The word "below" marks the lines you need; copy each of them from the data.

> Items listed in a dataset

*** Begin section ***

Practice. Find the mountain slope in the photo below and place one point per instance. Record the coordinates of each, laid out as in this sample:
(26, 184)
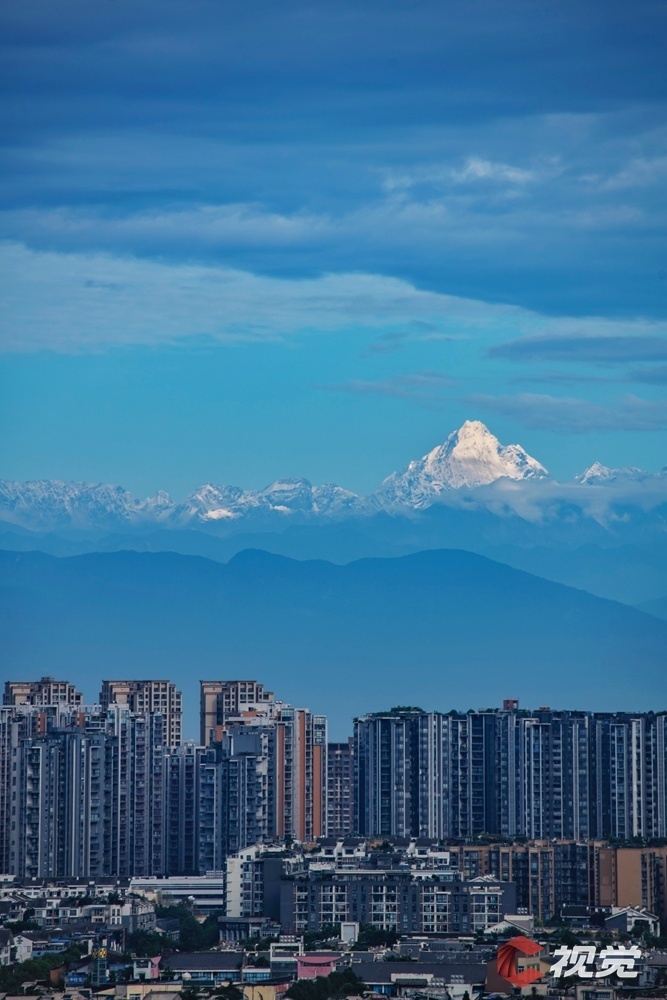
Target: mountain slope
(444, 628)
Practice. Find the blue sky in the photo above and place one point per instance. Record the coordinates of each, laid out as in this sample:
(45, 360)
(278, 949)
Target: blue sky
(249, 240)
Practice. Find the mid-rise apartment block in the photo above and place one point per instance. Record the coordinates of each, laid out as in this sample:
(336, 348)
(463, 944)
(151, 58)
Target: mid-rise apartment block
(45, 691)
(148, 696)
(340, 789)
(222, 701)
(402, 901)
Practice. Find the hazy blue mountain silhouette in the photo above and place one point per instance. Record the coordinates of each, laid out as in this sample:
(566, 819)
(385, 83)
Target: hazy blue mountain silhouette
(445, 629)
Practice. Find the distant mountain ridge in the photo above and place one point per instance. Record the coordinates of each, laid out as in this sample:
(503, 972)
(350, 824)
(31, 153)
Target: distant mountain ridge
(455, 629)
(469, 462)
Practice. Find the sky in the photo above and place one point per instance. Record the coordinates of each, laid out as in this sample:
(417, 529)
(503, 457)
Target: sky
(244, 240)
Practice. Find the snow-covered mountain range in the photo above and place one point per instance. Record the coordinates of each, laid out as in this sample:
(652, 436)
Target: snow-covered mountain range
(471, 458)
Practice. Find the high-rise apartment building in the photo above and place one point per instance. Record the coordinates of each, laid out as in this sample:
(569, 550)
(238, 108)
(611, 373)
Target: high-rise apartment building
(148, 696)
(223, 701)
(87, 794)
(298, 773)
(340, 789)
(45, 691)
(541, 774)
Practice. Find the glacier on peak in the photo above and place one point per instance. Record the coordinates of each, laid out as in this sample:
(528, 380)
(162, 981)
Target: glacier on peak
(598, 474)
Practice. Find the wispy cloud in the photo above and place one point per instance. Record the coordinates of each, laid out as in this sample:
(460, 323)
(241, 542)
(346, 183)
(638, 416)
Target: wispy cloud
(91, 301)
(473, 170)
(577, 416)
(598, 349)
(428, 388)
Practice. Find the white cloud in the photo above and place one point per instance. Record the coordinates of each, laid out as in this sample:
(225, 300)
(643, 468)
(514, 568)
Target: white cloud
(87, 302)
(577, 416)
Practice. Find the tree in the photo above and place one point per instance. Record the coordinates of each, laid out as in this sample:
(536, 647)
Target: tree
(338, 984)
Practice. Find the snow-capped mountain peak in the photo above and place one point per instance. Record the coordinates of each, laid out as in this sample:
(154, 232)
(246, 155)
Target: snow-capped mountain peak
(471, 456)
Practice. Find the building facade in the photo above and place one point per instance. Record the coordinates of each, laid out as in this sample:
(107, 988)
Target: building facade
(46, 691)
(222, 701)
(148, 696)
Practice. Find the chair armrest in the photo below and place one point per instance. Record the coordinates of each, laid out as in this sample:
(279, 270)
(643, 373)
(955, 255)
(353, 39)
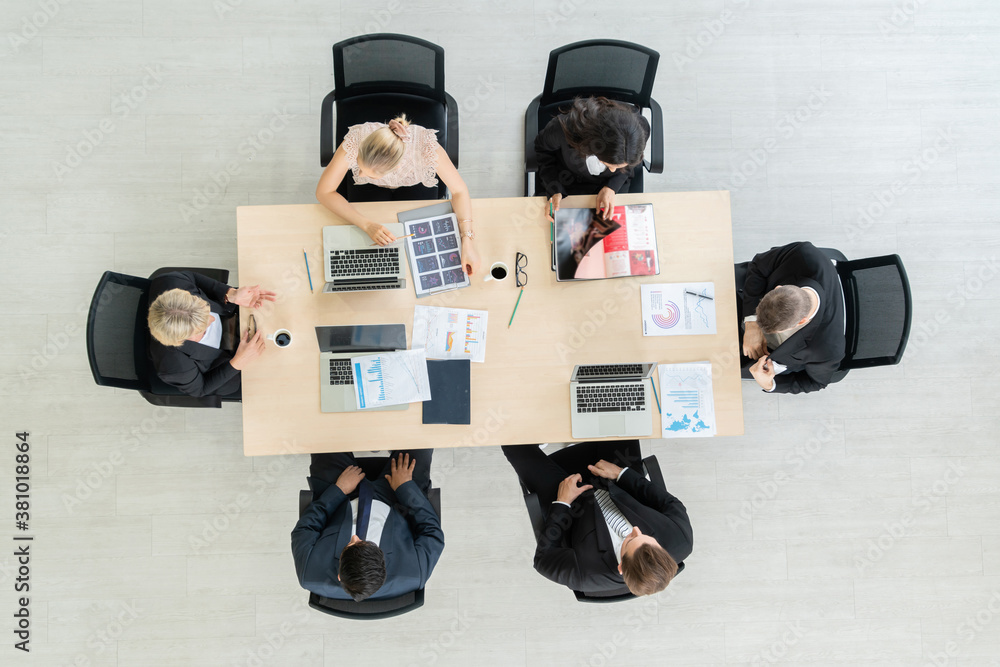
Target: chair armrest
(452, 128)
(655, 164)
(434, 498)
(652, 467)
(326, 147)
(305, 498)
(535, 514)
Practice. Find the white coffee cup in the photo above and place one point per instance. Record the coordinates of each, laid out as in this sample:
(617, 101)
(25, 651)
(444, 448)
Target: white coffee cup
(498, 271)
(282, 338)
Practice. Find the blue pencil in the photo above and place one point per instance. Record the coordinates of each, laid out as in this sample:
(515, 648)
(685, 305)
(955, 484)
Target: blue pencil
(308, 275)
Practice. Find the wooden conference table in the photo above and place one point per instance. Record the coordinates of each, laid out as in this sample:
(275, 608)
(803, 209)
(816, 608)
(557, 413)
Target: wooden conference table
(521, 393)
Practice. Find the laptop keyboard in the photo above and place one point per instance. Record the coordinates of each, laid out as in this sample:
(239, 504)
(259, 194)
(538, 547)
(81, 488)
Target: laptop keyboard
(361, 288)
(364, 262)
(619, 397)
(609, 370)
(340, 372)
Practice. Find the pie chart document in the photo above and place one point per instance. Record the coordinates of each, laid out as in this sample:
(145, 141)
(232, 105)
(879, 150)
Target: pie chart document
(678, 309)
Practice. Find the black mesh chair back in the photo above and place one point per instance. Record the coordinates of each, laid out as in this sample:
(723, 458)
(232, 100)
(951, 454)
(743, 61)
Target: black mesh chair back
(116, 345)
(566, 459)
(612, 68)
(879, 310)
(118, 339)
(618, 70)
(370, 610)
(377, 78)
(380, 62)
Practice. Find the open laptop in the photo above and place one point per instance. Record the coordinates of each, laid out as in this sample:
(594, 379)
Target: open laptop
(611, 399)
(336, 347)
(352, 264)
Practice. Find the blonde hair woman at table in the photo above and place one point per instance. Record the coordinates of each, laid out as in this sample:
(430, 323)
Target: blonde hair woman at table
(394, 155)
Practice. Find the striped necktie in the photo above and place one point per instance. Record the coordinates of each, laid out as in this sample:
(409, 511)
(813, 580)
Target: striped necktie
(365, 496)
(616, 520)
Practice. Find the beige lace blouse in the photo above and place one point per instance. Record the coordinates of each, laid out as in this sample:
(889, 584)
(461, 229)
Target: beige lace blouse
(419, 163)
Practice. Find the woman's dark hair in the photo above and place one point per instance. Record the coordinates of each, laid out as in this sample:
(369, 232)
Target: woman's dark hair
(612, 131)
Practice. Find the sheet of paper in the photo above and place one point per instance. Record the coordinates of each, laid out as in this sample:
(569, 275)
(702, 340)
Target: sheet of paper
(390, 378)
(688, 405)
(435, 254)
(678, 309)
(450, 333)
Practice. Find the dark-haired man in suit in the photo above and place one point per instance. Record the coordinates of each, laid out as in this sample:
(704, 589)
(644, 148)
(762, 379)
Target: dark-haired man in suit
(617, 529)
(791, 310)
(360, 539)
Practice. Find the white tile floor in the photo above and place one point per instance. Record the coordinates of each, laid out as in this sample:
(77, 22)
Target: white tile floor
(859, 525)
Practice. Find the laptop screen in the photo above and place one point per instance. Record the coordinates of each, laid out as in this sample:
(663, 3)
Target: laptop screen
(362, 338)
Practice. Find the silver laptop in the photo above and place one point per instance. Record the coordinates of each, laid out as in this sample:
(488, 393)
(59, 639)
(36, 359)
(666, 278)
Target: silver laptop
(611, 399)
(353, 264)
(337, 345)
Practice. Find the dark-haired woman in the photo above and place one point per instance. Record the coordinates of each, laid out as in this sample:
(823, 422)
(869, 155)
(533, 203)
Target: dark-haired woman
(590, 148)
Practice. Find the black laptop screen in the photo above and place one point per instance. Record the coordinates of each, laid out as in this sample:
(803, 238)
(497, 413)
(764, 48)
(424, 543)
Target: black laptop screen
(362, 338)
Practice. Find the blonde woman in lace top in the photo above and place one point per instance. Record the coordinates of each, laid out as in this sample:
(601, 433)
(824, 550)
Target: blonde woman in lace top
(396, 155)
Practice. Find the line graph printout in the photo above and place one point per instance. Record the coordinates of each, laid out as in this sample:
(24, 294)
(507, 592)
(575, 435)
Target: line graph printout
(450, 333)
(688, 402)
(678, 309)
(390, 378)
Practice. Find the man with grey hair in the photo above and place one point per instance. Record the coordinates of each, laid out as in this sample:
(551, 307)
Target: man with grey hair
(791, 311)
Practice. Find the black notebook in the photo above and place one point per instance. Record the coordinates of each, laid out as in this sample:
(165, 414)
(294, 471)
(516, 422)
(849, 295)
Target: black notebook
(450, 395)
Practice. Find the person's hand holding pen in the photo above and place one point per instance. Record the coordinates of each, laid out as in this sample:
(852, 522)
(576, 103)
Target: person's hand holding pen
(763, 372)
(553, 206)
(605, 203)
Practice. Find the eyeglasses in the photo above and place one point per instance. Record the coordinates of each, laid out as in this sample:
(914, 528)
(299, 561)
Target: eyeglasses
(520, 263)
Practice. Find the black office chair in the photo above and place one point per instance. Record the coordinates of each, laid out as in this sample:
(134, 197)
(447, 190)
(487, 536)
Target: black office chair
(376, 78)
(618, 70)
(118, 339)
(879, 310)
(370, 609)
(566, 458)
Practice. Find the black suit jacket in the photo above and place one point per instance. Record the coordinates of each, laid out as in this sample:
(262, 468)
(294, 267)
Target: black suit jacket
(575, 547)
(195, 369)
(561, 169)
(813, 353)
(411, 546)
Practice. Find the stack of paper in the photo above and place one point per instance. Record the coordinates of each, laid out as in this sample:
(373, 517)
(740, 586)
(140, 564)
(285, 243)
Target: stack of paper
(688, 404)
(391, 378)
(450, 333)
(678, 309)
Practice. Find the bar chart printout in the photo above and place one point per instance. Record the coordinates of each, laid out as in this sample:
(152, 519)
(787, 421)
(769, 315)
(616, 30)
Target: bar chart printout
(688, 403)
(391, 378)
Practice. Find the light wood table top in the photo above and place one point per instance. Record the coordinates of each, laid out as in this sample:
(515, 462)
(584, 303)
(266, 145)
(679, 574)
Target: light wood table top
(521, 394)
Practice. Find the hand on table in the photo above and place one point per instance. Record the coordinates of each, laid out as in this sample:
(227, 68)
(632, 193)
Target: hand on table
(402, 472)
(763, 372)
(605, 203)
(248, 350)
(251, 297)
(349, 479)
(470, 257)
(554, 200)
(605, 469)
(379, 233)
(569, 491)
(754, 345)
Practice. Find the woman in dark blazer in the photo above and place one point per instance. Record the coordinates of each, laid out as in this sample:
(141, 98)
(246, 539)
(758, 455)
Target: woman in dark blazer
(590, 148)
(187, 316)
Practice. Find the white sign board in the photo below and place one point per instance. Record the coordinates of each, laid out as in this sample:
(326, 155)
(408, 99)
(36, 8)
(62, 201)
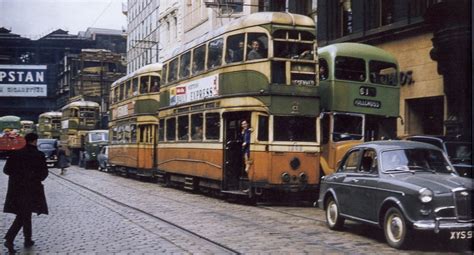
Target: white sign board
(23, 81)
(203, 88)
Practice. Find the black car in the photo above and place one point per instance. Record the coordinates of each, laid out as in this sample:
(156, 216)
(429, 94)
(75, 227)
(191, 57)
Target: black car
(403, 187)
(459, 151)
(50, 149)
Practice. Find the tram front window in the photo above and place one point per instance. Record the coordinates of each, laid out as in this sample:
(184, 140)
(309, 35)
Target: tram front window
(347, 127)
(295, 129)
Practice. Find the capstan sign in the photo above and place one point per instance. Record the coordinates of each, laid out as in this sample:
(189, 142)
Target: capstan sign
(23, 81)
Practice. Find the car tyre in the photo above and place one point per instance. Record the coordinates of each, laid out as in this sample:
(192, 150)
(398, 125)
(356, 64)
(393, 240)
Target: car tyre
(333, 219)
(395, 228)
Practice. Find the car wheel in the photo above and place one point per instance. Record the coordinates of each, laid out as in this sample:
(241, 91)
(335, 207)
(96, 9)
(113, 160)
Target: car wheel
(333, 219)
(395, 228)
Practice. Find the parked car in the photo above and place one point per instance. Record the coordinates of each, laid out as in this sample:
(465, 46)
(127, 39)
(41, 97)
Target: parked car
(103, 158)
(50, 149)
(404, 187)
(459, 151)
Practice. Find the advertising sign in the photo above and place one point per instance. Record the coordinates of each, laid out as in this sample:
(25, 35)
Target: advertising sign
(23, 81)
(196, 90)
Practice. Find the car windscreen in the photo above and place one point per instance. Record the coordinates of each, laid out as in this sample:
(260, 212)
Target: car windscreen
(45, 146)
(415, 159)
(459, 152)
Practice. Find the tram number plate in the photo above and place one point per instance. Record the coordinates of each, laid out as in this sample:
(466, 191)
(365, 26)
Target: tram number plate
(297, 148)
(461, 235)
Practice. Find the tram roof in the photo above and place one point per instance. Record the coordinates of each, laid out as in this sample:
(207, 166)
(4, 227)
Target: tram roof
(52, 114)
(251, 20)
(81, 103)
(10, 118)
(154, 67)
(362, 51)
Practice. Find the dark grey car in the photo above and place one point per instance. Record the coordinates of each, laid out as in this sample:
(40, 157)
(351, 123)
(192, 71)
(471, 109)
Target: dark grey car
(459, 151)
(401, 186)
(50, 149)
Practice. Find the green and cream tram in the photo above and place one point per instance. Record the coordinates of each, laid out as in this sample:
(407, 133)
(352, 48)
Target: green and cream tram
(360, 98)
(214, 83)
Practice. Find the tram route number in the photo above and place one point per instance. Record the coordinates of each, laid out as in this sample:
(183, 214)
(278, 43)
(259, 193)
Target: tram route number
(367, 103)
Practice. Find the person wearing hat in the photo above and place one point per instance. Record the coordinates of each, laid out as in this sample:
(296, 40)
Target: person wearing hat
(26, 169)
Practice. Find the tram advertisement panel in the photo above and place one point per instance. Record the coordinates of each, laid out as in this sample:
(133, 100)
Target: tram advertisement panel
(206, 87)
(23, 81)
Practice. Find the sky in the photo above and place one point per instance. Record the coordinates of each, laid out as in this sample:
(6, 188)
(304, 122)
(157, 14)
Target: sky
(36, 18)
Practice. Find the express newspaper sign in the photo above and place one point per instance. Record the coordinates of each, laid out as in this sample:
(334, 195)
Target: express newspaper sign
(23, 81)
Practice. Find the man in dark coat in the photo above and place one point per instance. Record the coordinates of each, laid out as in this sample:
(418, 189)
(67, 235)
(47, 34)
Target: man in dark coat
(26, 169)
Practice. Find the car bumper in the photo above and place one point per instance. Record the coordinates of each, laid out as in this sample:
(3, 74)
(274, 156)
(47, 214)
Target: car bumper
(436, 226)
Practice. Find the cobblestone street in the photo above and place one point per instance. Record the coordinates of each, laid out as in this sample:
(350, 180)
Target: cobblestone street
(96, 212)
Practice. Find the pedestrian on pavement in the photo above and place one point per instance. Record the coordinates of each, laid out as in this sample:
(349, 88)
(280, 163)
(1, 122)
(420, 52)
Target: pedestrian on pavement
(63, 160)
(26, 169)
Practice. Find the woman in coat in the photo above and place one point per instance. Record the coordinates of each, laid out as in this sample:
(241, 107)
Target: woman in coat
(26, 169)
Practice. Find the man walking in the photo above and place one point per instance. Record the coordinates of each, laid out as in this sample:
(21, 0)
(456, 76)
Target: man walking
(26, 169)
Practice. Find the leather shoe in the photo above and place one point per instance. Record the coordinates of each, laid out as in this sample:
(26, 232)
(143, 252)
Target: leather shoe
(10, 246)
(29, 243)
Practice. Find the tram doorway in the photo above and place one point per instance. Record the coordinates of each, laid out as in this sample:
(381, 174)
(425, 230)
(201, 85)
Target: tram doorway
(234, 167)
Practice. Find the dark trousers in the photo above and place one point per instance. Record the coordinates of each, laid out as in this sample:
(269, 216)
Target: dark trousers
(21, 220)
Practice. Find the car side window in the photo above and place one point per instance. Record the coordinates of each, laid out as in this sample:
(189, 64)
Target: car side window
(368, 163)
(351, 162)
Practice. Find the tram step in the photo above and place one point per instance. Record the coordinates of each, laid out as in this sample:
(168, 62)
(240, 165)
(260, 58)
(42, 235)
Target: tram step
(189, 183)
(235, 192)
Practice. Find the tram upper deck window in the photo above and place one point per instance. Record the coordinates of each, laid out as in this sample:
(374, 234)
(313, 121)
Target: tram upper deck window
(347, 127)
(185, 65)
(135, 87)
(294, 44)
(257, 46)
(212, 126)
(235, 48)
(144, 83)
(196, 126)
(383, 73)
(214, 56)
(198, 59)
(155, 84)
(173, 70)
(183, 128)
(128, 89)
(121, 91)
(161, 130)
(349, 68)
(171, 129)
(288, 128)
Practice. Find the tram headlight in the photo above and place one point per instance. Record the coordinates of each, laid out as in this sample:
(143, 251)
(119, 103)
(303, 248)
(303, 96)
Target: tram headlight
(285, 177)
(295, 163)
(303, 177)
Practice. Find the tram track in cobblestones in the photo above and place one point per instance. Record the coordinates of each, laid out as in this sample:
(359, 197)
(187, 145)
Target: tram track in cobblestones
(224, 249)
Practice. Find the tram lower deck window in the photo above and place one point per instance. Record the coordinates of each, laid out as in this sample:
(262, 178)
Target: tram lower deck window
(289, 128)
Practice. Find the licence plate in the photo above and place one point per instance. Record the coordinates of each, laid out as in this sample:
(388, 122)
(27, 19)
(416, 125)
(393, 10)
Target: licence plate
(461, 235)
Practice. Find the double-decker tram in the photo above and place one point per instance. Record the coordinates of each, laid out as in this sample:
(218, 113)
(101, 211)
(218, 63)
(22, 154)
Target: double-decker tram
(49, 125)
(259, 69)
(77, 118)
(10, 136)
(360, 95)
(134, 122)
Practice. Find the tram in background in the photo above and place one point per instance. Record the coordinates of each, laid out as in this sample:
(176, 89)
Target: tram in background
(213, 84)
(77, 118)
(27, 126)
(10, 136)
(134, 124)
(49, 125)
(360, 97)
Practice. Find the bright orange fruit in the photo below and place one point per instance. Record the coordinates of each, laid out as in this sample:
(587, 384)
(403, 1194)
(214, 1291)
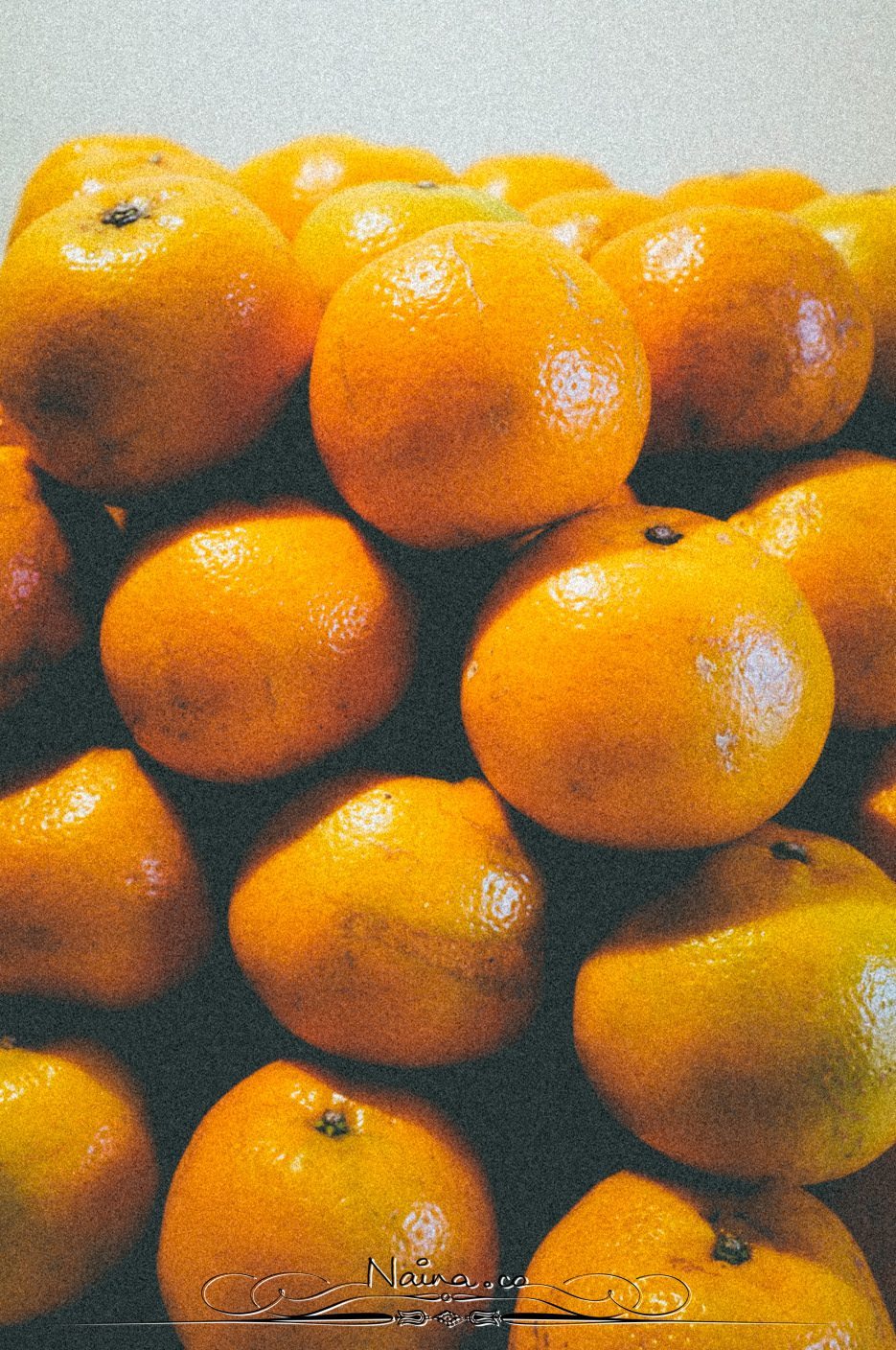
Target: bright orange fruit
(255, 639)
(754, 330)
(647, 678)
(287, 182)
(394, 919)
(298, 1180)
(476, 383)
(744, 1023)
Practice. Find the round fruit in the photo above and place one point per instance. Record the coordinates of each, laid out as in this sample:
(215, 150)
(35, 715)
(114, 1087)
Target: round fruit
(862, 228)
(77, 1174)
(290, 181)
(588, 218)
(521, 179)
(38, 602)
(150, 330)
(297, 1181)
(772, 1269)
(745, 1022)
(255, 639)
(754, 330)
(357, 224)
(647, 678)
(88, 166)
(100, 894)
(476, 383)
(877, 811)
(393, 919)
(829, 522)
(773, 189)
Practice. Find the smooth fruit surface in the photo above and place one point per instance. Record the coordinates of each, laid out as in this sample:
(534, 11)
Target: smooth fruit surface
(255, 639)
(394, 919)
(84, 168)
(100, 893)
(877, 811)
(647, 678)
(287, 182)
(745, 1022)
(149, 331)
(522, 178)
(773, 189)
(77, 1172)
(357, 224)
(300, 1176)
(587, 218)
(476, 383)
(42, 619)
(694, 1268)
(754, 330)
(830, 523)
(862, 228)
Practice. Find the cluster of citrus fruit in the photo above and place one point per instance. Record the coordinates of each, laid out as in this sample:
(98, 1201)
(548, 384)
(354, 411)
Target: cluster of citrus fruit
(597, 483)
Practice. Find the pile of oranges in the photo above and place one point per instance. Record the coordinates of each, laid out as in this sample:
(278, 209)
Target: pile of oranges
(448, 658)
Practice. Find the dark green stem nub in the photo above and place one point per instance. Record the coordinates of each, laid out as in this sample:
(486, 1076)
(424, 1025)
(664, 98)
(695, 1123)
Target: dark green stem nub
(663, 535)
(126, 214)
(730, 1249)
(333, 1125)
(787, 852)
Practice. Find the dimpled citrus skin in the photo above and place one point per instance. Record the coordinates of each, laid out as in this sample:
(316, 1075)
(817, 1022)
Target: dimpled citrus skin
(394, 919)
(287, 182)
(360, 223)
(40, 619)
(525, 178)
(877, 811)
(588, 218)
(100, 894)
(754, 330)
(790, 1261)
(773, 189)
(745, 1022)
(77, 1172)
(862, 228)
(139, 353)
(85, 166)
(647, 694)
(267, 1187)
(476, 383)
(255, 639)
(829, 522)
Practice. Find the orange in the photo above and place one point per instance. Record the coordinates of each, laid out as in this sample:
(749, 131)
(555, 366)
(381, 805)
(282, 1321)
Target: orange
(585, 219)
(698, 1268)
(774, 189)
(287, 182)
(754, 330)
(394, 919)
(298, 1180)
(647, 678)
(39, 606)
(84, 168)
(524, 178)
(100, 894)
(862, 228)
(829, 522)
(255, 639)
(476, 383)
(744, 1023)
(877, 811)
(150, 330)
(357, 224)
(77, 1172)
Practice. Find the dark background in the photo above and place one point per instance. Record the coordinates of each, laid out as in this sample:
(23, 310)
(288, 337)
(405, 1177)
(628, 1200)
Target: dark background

*** End section ***

> The completed task
Practice. Find the mountain slope in the photo below and place one point per instance. Record the coordinates of each, laid out as in this sample:
Practice. Find the chair armrest in the photo below and place one point per instance. Record the coordinates of each, laid out as in this sample:
Practice. Find the white sign board in the photo below and place one point per instance. Record the coordinates of each, laid out as in this sample:
Practice. Find the bright orange fruit in the photo below and place one point per instance. Record the coordinates of each, laid out as in this sample:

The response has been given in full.